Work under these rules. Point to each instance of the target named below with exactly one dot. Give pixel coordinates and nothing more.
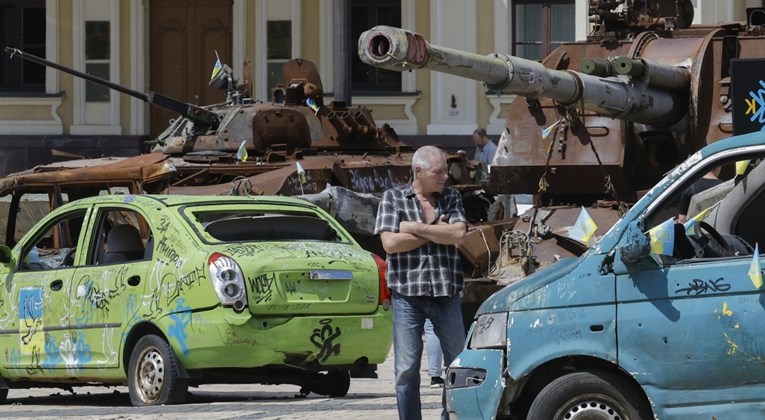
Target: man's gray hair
(424, 157)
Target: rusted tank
(597, 121)
(293, 144)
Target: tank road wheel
(590, 395)
(153, 375)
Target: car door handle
(134, 280)
(56, 285)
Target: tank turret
(262, 141)
(600, 118)
(637, 100)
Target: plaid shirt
(432, 269)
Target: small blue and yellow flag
(301, 173)
(741, 167)
(241, 154)
(663, 237)
(546, 132)
(755, 273)
(312, 104)
(583, 228)
(690, 225)
(218, 66)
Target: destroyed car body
(657, 320)
(163, 292)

= = = = =

None of the lines before the one containing "Target: tank turret" belong in the answer; reproduce that line and all later lines of the records exactly.

Task solution:
Target: tank turret
(262, 141)
(600, 118)
(637, 100)
Target: plaid shirt
(432, 269)
Target: small blue and yellow flag
(301, 173)
(741, 167)
(241, 154)
(663, 237)
(546, 132)
(755, 273)
(312, 104)
(583, 228)
(690, 225)
(218, 66)
Target: destroyed car body
(657, 320)
(163, 292)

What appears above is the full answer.